Description of the task
All lines in the material containing the word "walking" need to be copied.
"""
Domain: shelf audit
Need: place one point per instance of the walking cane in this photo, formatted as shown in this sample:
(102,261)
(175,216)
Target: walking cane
"""
Answer
Need: place one point per instance of the walking cane in this photo, formatted as shown in this sample:
Target: walking cane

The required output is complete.